Audio By Carbonatix
A 2021 report from the House of Commons in the United Kingdom has revealed that there are more health professionals of Ghanaian origin working for the National Health Service (NHS-UK) than in Ghana.
According to the report, a total of 3,395 healthcare workers from Ghana are working in the UK.
This is against a total of 3,236 Ghanaians working in the country as of 2021, according to statistica.com.
This development has been described by the Ghana Medical Association as disturbing. Vice President of the Association, Dr Justice Yankson, attributed the situation to poor working conditions, as well as the poor economic conditions of health workers.
"We keep seeing numbers in professions that ideally we think is absurd but that’s the reality. You go to work and you overhear professionals discussing their exit – either they are preparing themselves or in the next couple of days they may be leaving and you see it all the time.

### PROVIDED MATERIAL
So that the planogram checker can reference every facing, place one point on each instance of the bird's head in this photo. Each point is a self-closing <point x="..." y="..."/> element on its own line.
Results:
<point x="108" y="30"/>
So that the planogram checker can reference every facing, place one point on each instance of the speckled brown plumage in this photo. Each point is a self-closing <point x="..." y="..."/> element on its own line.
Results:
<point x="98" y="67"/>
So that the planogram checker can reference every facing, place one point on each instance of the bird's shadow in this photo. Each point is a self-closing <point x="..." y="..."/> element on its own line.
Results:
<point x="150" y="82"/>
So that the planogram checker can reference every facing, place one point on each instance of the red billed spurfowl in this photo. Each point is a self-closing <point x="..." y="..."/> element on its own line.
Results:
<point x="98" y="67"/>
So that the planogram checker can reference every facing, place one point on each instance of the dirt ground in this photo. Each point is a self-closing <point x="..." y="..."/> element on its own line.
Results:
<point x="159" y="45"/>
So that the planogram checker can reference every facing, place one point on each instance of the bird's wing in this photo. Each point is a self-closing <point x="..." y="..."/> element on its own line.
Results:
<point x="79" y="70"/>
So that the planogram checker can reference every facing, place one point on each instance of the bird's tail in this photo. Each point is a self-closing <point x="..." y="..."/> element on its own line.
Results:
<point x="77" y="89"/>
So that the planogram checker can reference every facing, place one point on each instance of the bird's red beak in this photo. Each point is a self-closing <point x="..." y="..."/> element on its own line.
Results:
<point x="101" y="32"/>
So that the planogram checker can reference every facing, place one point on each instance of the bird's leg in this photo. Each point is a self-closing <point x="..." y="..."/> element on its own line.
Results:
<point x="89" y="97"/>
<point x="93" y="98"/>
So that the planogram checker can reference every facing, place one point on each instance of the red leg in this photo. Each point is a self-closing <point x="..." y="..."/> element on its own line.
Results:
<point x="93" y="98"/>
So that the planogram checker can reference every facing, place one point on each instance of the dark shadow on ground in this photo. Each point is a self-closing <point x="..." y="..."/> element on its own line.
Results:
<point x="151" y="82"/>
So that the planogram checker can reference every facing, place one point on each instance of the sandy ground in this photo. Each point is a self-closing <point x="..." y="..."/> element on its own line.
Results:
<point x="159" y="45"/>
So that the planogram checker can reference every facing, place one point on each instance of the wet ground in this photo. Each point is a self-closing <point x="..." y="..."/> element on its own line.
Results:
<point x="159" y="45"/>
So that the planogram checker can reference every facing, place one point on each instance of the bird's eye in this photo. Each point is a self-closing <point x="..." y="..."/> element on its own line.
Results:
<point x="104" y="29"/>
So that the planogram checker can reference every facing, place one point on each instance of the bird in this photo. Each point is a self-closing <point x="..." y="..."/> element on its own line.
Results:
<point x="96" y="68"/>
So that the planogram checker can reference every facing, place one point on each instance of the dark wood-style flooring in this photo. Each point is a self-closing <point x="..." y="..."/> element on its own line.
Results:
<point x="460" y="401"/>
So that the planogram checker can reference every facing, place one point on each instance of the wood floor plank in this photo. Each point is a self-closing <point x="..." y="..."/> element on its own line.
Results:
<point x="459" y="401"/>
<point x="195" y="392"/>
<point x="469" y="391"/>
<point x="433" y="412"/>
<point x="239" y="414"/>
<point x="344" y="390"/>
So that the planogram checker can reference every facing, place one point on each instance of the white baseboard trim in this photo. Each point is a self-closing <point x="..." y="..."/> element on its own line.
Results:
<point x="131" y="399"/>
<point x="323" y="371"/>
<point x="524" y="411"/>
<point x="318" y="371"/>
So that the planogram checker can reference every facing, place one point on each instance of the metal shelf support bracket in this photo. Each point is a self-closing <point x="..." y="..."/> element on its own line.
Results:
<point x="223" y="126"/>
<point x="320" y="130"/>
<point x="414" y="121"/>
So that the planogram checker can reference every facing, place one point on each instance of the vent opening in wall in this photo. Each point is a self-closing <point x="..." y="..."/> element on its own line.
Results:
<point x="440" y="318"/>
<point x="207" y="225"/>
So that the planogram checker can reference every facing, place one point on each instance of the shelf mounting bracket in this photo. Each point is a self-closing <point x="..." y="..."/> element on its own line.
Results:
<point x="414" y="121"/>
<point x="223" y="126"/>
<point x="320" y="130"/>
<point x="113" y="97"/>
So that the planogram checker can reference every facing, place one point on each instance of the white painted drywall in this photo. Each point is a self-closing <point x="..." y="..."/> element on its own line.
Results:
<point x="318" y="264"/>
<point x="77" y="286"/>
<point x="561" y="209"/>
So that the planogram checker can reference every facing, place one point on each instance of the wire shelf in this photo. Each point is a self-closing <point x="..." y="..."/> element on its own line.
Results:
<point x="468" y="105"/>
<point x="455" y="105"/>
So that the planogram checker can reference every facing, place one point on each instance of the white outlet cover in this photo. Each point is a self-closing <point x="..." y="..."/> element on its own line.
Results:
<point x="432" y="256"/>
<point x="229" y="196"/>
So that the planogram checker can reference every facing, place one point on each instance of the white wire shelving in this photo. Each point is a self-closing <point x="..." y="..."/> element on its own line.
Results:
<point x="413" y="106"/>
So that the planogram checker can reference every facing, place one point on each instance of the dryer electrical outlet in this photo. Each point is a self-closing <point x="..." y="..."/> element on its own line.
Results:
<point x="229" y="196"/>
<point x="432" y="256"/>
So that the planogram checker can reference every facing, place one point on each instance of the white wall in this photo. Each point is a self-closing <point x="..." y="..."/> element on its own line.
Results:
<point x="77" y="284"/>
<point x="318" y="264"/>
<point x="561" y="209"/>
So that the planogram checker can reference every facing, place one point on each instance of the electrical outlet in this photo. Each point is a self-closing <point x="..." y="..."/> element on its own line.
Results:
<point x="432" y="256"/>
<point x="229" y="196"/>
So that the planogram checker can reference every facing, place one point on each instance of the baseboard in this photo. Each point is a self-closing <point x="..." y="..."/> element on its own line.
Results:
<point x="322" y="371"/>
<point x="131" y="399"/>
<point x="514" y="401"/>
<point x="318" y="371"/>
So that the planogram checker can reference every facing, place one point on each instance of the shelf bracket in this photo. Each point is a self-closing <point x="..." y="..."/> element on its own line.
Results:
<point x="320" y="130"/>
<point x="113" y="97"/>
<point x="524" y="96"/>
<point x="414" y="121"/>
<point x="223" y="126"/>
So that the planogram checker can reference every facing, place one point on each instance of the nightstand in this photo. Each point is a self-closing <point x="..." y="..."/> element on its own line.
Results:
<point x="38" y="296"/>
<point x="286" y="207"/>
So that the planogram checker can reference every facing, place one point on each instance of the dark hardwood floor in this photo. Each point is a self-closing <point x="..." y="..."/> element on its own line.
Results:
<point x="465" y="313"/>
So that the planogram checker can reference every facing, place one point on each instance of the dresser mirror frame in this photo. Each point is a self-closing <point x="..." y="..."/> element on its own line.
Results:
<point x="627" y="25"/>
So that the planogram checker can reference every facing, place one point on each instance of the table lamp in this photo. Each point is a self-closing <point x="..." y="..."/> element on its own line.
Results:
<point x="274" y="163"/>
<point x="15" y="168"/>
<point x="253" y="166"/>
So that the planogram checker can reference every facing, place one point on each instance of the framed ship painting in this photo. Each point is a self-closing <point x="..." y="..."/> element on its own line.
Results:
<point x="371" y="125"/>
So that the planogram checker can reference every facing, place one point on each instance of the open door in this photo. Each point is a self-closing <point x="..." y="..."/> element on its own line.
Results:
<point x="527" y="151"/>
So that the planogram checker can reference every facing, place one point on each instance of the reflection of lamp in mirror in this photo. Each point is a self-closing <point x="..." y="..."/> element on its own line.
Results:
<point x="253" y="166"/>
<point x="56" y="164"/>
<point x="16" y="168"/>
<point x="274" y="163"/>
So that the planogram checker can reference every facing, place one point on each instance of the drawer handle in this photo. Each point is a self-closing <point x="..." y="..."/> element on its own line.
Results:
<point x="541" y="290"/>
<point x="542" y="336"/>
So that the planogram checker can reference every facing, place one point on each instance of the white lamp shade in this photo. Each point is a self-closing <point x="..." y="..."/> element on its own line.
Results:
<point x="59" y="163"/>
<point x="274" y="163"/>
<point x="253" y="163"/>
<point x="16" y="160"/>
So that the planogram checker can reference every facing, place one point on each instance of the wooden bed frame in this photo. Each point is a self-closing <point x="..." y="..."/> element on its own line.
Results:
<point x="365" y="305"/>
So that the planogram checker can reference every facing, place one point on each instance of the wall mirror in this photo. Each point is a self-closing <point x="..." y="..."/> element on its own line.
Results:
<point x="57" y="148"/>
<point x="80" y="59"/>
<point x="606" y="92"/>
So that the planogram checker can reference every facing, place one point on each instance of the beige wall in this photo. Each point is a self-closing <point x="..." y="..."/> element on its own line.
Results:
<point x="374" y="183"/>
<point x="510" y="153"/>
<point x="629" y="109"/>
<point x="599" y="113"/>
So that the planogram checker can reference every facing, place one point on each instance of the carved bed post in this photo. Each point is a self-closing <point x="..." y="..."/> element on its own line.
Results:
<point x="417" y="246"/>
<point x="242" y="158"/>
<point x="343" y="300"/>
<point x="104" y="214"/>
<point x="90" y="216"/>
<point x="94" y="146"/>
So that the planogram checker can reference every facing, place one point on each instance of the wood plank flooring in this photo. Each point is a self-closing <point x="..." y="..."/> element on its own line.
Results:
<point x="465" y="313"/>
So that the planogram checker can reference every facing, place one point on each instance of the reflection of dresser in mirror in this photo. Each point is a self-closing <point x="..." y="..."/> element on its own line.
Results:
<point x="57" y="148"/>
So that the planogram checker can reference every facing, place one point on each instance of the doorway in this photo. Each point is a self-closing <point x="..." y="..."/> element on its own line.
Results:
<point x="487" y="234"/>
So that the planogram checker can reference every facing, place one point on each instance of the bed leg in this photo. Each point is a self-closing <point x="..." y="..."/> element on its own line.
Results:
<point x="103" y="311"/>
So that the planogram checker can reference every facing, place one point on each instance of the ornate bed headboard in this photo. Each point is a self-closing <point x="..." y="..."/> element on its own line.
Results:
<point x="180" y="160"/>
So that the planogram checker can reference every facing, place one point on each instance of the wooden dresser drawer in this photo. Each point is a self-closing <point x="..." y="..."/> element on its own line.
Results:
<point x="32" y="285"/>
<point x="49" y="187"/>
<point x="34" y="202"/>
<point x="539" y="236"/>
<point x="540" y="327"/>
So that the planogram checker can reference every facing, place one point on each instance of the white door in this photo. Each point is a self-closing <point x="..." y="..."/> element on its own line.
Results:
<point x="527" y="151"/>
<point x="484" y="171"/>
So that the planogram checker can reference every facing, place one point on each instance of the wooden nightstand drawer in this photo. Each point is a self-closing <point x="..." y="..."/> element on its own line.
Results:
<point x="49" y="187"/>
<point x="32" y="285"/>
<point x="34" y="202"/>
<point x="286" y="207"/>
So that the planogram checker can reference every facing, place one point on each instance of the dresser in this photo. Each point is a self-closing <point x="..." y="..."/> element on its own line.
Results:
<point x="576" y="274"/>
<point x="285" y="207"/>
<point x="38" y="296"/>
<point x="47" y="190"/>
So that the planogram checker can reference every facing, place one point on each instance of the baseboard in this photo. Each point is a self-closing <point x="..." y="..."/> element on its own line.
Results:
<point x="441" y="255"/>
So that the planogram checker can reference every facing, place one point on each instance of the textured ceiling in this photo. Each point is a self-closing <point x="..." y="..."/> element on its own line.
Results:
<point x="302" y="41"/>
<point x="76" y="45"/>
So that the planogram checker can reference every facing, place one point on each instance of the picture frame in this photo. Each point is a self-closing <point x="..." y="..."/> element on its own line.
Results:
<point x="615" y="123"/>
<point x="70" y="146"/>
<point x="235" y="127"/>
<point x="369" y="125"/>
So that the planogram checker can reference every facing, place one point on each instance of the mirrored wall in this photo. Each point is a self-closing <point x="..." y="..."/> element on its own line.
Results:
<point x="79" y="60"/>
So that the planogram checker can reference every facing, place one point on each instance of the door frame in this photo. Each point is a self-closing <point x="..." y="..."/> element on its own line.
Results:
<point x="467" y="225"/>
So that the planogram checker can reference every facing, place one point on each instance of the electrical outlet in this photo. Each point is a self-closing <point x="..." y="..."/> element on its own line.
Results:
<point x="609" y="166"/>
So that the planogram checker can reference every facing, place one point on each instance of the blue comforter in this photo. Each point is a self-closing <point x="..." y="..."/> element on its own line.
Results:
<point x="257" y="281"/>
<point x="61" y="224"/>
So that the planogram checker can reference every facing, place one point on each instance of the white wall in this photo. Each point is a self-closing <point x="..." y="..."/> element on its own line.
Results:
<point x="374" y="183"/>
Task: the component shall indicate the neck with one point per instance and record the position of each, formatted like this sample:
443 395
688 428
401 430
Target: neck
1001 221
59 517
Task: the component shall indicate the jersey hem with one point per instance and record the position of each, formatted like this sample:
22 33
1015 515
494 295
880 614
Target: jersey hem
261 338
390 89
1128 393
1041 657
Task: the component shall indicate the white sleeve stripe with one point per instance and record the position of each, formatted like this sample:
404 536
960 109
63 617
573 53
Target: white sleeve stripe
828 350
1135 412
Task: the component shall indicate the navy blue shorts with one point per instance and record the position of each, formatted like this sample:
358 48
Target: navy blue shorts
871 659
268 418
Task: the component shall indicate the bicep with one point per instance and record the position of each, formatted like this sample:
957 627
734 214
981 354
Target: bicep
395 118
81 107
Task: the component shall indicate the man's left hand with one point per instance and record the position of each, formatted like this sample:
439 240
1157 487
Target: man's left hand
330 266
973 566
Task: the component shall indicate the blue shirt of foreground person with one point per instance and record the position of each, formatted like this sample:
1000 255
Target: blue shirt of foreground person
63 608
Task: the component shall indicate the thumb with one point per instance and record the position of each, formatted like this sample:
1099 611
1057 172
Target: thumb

### TASK DESCRIPTION
In the passage about Ghanaian health workers in the UK, translate this sentence into Spanish: "According to the report, a total of 3,395 healthcare workers from Ghana are working in the UK." You do not need the material.

### OUTPUT OF THE TASK
Según el informe, un total de 3.395 trabajadores sanitarios de Ghana trabajan en el Reino Unido.